* [Information supplied]
□ □ □
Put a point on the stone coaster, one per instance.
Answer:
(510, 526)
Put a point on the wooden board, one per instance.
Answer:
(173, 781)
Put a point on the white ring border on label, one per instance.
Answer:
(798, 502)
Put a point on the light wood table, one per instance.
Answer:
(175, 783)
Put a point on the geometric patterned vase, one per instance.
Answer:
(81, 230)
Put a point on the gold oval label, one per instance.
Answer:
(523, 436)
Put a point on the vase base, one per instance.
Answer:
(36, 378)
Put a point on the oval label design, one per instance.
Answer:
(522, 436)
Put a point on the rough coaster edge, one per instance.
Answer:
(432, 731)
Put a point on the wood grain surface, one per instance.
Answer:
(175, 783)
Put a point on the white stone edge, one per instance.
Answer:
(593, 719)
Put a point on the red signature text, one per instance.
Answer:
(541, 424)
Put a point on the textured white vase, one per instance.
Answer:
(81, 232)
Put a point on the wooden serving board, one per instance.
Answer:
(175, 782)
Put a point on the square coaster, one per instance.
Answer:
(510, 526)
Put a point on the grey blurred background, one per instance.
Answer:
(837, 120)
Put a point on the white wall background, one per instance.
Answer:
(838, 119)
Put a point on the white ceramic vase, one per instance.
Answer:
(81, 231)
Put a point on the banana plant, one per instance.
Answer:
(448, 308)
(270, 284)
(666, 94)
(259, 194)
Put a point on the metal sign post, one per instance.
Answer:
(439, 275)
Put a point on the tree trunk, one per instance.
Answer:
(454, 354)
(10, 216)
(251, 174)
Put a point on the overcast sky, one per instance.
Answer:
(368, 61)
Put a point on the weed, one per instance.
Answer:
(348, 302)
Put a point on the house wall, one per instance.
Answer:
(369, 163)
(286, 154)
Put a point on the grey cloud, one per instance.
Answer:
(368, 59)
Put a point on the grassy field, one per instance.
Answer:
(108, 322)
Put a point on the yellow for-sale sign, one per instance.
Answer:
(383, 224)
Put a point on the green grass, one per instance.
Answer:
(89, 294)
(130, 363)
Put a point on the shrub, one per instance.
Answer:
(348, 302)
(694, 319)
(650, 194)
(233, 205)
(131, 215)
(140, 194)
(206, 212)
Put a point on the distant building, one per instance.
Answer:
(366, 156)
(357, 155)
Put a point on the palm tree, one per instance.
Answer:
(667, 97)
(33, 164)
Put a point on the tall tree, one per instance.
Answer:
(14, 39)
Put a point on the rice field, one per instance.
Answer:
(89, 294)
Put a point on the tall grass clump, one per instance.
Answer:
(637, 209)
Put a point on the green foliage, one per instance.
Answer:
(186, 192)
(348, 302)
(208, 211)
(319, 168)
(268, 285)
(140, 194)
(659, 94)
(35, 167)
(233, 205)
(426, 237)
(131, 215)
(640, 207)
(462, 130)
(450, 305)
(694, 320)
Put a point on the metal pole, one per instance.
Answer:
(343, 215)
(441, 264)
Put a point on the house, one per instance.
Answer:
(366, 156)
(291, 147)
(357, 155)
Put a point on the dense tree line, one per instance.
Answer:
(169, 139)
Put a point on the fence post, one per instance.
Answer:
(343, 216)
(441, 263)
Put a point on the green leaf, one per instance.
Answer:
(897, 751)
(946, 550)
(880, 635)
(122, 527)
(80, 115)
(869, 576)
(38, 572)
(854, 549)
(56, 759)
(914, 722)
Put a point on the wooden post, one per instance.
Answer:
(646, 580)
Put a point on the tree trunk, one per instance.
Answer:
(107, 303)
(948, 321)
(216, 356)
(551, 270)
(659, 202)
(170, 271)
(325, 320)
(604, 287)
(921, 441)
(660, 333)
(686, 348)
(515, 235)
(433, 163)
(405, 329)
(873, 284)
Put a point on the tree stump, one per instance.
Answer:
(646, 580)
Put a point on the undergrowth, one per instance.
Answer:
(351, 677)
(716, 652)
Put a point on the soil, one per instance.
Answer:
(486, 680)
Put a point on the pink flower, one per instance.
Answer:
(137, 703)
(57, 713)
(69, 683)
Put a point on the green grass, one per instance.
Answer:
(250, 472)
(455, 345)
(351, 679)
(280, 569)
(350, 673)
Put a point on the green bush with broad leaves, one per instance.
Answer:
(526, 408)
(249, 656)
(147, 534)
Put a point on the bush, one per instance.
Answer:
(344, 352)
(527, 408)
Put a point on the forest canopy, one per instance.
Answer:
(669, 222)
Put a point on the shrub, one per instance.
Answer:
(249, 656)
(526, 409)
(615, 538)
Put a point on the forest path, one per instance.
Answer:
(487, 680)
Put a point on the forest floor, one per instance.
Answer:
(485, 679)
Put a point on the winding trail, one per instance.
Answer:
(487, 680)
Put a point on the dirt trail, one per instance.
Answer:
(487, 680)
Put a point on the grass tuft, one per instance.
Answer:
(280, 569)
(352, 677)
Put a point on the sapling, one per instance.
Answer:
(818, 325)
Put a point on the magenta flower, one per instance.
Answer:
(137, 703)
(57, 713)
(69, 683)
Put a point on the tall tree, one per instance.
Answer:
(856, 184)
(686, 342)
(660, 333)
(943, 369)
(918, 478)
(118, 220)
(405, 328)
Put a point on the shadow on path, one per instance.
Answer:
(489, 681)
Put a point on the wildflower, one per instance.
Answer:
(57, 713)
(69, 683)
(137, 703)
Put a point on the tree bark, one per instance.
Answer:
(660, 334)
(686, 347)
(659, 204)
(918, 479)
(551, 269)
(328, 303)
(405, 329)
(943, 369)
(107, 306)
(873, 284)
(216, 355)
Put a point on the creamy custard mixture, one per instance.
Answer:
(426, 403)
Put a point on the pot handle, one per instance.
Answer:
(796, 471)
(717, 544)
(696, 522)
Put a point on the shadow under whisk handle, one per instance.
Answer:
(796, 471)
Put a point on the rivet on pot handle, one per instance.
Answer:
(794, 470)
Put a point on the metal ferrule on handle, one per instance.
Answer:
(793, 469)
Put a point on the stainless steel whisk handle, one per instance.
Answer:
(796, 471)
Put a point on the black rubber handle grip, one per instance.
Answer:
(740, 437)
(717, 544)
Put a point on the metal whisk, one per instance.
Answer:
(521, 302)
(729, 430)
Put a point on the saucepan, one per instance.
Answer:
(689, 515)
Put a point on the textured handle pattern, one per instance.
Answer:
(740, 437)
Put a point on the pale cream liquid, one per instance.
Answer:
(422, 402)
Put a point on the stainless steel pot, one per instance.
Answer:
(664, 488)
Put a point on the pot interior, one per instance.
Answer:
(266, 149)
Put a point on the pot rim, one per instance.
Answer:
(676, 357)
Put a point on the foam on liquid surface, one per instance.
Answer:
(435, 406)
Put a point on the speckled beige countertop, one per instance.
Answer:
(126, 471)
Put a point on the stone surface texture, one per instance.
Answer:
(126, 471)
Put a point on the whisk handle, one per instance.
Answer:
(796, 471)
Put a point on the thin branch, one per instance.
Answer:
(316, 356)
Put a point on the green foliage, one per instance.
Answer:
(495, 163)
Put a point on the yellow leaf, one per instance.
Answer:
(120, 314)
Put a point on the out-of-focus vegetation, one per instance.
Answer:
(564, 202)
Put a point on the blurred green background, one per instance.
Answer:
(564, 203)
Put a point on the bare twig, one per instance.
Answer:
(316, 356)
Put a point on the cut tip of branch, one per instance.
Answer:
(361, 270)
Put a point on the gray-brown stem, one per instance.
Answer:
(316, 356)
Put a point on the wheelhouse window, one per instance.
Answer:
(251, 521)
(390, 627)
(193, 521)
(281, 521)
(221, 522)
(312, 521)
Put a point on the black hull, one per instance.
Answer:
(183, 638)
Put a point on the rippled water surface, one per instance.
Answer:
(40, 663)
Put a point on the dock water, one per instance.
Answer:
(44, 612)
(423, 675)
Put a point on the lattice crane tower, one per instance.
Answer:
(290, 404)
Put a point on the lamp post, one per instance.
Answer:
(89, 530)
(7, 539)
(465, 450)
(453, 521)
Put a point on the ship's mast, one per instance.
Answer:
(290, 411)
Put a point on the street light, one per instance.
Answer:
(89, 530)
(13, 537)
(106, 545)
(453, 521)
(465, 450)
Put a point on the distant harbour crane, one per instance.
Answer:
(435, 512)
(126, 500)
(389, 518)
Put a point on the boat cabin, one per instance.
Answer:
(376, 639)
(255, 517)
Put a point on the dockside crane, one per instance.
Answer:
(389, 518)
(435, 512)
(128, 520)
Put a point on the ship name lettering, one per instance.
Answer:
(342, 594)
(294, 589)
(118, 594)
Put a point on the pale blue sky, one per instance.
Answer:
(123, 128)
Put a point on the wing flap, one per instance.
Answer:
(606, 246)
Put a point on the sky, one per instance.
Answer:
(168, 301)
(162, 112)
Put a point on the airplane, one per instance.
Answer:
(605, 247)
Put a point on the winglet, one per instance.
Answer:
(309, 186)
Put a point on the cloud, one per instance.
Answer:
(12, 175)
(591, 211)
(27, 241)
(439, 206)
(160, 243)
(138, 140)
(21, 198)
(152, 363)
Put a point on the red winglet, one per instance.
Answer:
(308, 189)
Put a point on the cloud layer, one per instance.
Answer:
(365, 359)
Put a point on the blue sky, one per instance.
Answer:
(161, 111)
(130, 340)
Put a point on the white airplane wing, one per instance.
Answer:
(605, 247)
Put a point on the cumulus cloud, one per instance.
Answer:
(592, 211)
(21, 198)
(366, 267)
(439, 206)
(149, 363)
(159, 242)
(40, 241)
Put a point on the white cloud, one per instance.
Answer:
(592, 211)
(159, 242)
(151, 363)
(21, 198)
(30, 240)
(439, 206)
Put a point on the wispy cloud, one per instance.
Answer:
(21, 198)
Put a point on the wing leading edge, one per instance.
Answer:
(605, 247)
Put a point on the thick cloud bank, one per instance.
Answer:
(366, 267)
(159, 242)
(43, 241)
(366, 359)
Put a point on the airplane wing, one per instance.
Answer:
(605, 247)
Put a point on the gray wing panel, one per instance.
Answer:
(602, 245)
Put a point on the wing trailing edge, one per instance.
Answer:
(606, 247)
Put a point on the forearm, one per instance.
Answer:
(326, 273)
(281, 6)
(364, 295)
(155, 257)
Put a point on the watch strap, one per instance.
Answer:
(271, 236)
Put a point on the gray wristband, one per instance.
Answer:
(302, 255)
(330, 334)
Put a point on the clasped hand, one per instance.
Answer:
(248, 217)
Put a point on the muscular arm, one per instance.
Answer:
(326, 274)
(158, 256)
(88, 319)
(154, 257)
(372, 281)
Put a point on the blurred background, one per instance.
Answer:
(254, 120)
□ □ □
* [Exercise brief]
Extract, verbatim, the lines from the one containing "Put a point on the wing leading" through the last line of the listing above.

* [Exercise answer]
Put a point on the wing leading edge, one per instance.
Answer:
(605, 247)
Put a point on the thick cloud bank, one per instance.
Answer:
(366, 267)
(159, 242)
(43, 241)
(366, 359)
Put a point on the airplane wing, one per instance.
Answer:
(605, 247)
Put a point on the gray wing panel, one per instance.
Answer:
(602, 245)
Put a point on the wing trailing edge, one per instance.
Answer:
(606, 247)
Put a point on the forearm, one per instance.
Answer:
(326, 273)
(281, 6)
(364, 295)
(155, 257)
Put a point on the watch strap, one per instance.
Answer:
(271, 236)
Put a point on the gray wristband, one per instance.
Answer:
(302, 255)
(330, 334)
Put a point on the clasped hand, one per instance.
Answer:
(248, 217)
Put a point on the muscular arm, one per instance.
Answer:
(326, 274)
(158, 256)
(88, 319)
(154, 257)
(372, 281)
Put a point on the blurred background, one per instance.
Answer:
(254, 120)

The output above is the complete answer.